* [EXERCISE TASKS]
**1.** According to the text about Gert Thys, in which town was he born?
**2.** In the text about Gert Thys, copy the passage word for word, starting with "His extensive running" and going on through "to Siraj Gena.".

* [EXCERPT]
=======

Gert Thys (born 12 November 1971) is a male long-distance runner from South Africa, who represented his native country in the marathon at the 1996 and 2004 Summer Olympics. Thys is a former African record holder in the marathon, and is the current holder of the South African record with his best of 2:06:33 from the 1999 Tokyo International Marathon, which was also the course record for that race.

==Biography==
Thys was born in Prieska, Northern Cape. He represented South Africa in the marathon at four consecutive editions of the World Championships in Athletics from 1999 to 2005. He has also competed at the IAAF World Half Marathon Championships on three occasions, highlighted by top six finishes in 1997 and 1998. Thys is a two-time winner of the Beppu-Ōita Marathon and his time of 2:08:30 set in 1996 was the course record until 2013. He was also a cross country runner earlier on in his career and was the 1994 winner of the Chiba International Cross Country.

He also had success in East Asia at the Seoul International Marathon, where he won three times between 2003 and 2006, as well as taking the runner-up spot in 2005. However, he was disqualified after his 2006 win because his doping test at the race was positive for the banned steroid norandrosterone. Thys contested the outcome and a protracted hearing following his competitive ban by Athletics South Africa eventually resulted in his exoneration. Laboratory errors in processing his sample meant the Court of Arbitration for Sport CAS found in his favour. In May 2010 the Federal Supreme Court of Switzerland overruled this decision, declaring that the CAS has no jurisdiction over this case. Thys successfully argued to the court that the fact that the same technician had analysed both his positive samples (a breach of the anti-doping rules) had meant that the validity of the tests could not stand. His doping ban was overturned on this basis in 2012 and he was re-instated as the winner of the 2006 Seoul Marathon.

His extensive running career, which began at the age of thirteen, has taken in around forty competitive marathons. He came close to victory at the 2010 Beijing Marathon, but he slowed in the final stages and was runner-up to Siraj Gena.

=======

* [RECORDED DATA]
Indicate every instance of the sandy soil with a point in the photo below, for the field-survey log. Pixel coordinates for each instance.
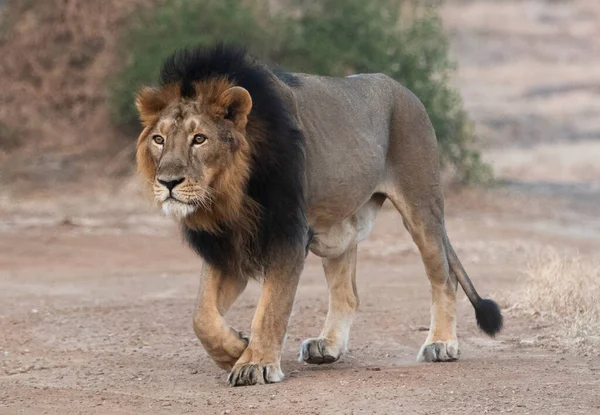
(93, 319)
(97, 292)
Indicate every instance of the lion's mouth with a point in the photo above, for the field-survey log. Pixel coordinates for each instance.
(176, 208)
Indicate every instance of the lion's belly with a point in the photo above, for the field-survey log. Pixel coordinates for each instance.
(332, 240)
(346, 126)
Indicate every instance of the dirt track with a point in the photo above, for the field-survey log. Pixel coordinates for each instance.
(93, 319)
(95, 310)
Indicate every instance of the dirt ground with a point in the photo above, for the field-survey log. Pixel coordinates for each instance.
(97, 291)
(95, 317)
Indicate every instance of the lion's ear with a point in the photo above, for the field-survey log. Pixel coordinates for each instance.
(151, 101)
(236, 104)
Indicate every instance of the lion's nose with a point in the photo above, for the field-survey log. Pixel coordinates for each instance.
(170, 184)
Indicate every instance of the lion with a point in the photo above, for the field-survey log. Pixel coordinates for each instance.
(261, 166)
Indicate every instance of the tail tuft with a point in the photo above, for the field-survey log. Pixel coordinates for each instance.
(489, 318)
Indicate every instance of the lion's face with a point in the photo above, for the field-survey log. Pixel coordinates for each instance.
(194, 150)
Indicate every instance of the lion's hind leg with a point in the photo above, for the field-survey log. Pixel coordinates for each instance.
(424, 221)
(343, 302)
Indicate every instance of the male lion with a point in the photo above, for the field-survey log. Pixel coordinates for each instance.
(260, 166)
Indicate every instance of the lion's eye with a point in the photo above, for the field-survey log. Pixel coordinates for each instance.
(199, 139)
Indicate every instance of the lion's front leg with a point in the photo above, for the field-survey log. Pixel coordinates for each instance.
(261, 361)
(217, 293)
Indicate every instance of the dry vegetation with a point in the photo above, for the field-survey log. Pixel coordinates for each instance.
(563, 292)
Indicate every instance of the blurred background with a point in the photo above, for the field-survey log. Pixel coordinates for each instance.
(513, 90)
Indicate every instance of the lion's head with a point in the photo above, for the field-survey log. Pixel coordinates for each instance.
(194, 152)
(221, 152)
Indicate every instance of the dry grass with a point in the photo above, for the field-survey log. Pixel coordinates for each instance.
(565, 292)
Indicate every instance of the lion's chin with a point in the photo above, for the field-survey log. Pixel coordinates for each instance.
(176, 209)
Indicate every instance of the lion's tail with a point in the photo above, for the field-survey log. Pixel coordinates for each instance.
(487, 312)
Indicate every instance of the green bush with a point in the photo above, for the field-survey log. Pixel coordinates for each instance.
(329, 37)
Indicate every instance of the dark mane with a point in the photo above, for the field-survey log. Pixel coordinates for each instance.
(276, 180)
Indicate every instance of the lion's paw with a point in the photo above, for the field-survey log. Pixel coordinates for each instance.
(246, 374)
(229, 351)
(439, 352)
(318, 351)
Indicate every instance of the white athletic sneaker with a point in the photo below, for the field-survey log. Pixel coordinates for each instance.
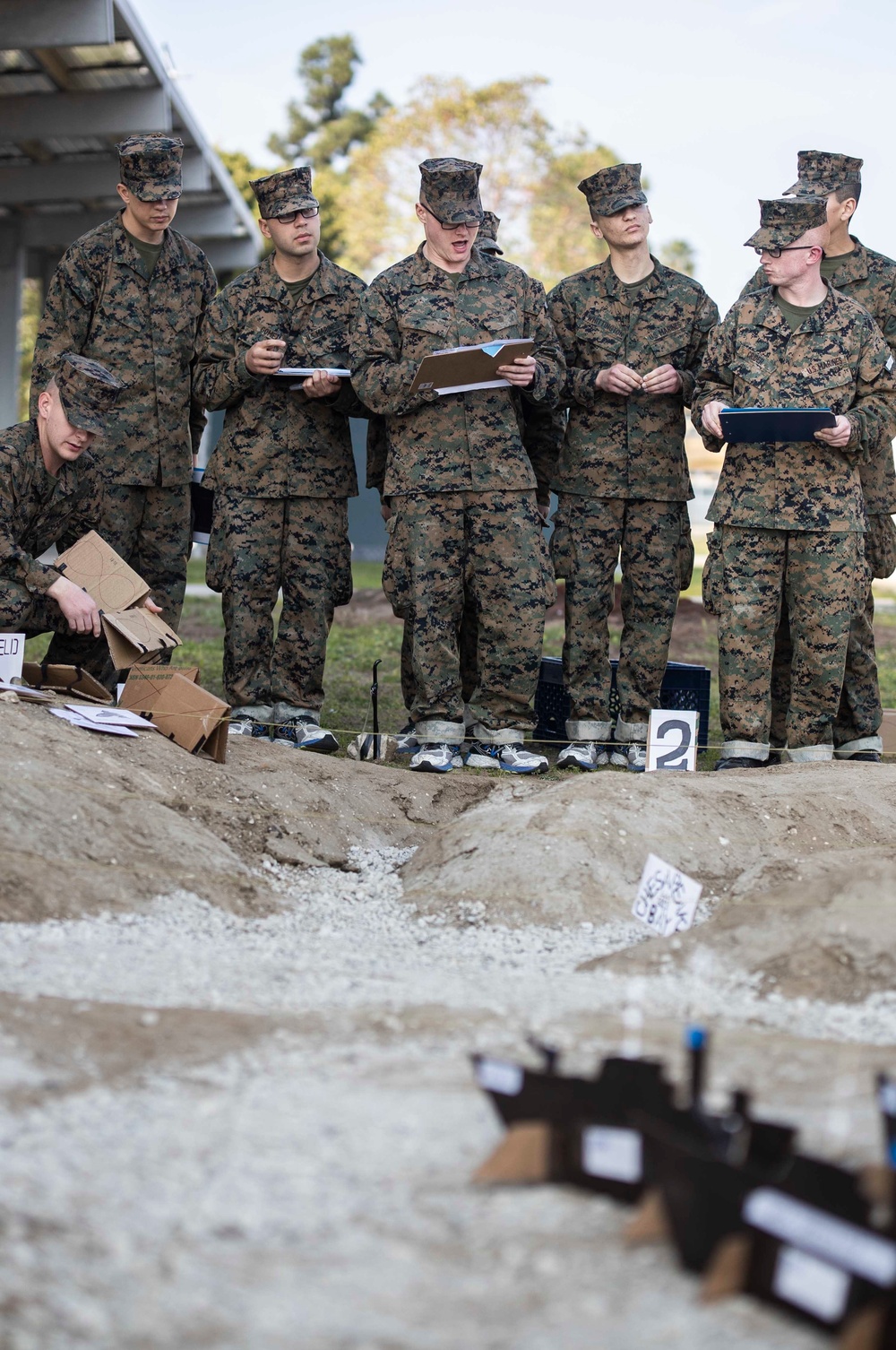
(304, 733)
(512, 759)
(586, 755)
(407, 740)
(436, 757)
(251, 721)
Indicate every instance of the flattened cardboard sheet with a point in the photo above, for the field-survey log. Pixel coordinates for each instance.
(65, 679)
(136, 635)
(455, 368)
(183, 710)
(95, 565)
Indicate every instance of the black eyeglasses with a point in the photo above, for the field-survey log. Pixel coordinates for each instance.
(289, 216)
(776, 251)
(464, 224)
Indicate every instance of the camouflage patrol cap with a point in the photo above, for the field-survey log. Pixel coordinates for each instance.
(88, 392)
(150, 166)
(611, 189)
(487, 237)
(822, 172)
(784, 219)
(450, 191)
(280, 194)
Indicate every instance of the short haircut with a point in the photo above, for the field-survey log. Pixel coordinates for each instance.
(849, 189)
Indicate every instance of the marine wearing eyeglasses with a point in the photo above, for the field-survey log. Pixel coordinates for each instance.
(284, 467)
(789, 517)
(869, 278)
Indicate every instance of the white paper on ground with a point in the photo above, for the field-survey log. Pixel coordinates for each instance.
(111, 715)
(107, 728)
(672, 739)
(667, 899)
(499, 1077)
(810, 1284)
(610, 1152)
(24, 691)
(11, 655)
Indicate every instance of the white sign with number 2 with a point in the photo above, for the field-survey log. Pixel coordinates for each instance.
(672, 739)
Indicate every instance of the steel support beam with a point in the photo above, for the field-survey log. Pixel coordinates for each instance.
(56, 23)
(80, 180)
(11, 278)
(34, 117)
(200, 223)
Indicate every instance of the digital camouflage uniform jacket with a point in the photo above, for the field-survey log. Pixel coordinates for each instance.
(456, 442)
(628, 447)
(101, 306)
(835, 358)
(869, 278)
(277, 442)
(38, 509)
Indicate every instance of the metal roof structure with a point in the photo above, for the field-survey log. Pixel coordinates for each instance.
(77, 76)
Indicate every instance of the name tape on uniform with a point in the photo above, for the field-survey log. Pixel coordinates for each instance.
(672, 739)
(11, 655)
(667, 899)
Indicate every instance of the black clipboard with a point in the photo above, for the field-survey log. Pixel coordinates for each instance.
(770, 424)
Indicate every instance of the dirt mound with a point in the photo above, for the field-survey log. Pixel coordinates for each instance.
(575, 851)
(92, 822)
(830, 936)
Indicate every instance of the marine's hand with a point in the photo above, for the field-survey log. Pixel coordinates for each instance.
(618, 379)
(320, 385)
(264, 357)
(77, 606)
(710, 419)
(837, 435)
(664, 379)
(521, 373)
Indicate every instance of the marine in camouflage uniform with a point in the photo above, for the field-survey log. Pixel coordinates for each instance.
(541, 435)
(50, 491)
(623, 478)
(789, 517)
(458, 478)
(284, 467)
(138, 308)
(869, 278)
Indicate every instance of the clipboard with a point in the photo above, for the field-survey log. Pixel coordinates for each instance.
(456, 370)
(773, 424)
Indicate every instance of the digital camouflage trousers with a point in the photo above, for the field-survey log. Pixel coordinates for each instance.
(652, 543)
(150, 530)
(819, 579)
(486, 550)
(259, 546)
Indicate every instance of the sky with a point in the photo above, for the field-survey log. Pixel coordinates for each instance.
(712, 98)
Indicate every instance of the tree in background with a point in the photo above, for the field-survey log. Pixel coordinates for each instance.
(323, 131)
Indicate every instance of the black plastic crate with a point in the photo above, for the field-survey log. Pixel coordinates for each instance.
(685, 686)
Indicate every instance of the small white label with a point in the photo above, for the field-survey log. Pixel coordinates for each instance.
(667, 899)
(672, 740)
(611, 1153)
(824, 1234)
(499, 1077)
(11, 655)
(810, 1284)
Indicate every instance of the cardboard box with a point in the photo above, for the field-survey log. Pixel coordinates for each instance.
(65, 679)
(133, 632)
(183, 710)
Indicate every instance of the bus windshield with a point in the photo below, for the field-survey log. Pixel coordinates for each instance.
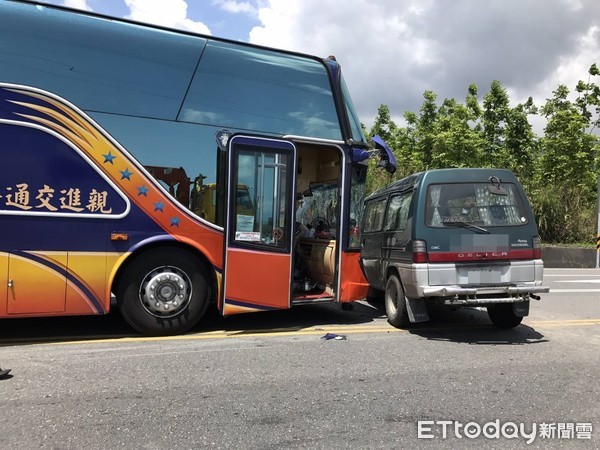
(355, 128)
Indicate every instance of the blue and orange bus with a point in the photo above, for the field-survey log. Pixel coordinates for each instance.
(111, 132)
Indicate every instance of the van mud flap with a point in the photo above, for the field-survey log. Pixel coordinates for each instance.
(417, 310)
(521, 309)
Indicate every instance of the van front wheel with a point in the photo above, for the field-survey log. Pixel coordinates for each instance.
(503, 316)
(395, 303)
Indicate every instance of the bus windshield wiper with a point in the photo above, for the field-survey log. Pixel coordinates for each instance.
(466, 224)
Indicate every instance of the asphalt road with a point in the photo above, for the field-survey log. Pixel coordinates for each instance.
(270, 380)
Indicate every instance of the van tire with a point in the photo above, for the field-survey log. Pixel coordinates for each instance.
(183, 280)
(395, 303)
(503, 316)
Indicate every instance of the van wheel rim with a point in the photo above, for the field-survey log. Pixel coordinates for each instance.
(165, 291)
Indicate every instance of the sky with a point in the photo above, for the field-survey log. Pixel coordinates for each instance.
(392, 51)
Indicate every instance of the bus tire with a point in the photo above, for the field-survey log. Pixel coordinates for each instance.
(395, 303)
(164, 292)
(503, 316)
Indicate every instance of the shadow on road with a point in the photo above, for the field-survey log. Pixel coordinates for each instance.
(24, 331)
(469, 326)
(466, 325)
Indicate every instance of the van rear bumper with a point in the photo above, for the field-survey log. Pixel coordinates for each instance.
(515, 281)
(457, 295)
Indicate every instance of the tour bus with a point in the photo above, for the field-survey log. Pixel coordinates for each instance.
(108, 129)
(454, 237)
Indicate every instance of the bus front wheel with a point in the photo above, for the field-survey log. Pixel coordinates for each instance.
(164, 292)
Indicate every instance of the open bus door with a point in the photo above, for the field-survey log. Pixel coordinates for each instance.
(257, 272)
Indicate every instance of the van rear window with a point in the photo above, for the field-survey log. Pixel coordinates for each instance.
(478, 203)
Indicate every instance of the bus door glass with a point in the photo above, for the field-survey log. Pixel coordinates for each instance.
(259, 225)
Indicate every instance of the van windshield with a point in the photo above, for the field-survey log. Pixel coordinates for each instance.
(482, 204)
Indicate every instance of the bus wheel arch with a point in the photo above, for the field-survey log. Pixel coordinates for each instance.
(164, 290)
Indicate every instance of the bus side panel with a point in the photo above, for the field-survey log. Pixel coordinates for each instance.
(37, 283)
(3, 282)
(264, 277)
(354, 285)
(87, 284)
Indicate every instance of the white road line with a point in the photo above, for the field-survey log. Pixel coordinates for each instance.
(568, 275)
(567, 291)
(578, 281)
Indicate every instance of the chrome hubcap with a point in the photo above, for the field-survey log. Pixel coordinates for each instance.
(165, 291)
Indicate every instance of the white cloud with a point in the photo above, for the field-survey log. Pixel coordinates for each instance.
(391, 51)
(170, 14)
(236, 7)
(77, 4)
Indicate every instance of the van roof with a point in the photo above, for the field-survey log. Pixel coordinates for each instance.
(450, 175)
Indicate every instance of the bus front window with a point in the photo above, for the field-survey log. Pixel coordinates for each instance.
(355, 128)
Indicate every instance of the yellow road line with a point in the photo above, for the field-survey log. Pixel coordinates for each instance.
(316, 330)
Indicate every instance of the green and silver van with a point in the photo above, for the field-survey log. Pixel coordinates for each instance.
(456, 237)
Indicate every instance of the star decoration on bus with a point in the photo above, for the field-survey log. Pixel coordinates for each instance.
(109, 157)
(126, 174)
(142, 190)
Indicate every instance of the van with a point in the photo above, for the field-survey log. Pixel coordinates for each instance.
(455, 237)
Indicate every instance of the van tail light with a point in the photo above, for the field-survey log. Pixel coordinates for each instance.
(420, 251)
(537, 247)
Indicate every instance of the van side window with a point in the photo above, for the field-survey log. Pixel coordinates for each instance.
(374, 215)
(397, 214)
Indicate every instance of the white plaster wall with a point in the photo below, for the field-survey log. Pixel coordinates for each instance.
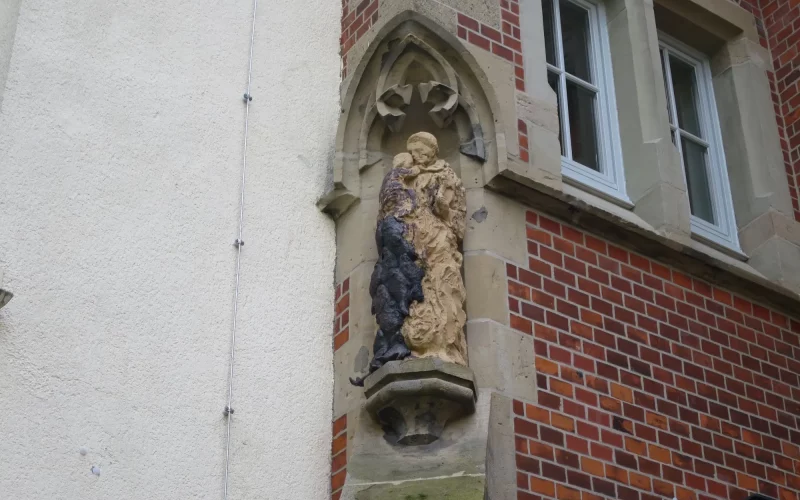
(120, 153)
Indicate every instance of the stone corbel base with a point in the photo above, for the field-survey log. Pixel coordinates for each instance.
(415, 398)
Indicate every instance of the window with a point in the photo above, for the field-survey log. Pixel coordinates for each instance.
(579, 71)
(696, 134)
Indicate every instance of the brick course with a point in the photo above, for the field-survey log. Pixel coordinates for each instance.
(506, 44)
(358, 16)
(341, 323)
(652, 383)
(778, 24)
(338, 456)
(781, 21)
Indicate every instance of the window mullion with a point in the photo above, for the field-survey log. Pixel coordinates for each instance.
(672, 109)
(582, 83)
(562, 81)
(694, 138)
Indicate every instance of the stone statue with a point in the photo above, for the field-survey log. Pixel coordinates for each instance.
(417, 290)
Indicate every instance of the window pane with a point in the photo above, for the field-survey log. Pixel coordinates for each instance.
(575, 35)
(683, 83)
(694, 161)
(666, 88)
(549, 32)
(582, 124)
(552, 79)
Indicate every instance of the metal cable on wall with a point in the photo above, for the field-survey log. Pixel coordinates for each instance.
(239, 243)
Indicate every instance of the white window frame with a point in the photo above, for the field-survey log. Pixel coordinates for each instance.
(724, 232)
(609, 182)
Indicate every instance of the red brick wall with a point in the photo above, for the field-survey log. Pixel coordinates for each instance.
(341, 334)
(341, 323)
(651, 383)
(507, 44)
(358, 16)
(338, 456)
(781, 20)
(778, 23)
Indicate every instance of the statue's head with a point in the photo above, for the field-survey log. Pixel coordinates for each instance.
(423, 148)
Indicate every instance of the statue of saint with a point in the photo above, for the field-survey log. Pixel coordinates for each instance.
(417, 290)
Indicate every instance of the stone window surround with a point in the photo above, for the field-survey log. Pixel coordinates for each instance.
(723, 232)
(762, 205)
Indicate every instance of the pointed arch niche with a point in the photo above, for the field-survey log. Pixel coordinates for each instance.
(412, 79)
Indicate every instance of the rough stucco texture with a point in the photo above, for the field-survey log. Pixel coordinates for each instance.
(120, 154)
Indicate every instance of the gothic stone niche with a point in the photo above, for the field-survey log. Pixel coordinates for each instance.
(418, 297)
(411, 81)
(420, 139)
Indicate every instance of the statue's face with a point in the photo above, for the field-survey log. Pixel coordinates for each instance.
(421, 153)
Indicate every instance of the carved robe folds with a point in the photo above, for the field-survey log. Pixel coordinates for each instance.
(417, 289)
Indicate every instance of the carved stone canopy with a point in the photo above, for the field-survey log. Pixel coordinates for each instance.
(411, 79)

=======

* [ANSWERS TO THE EXERCISES]
**1.** Prieska, Northern Cape.

**2.**
His extensive running career, which began at the age of thirteen, has taken in around forty competitive marathons. He came close to victory at the 2010 Beijing Marathon, but he slowed in the final stages and was runner-up to Siraj Gena.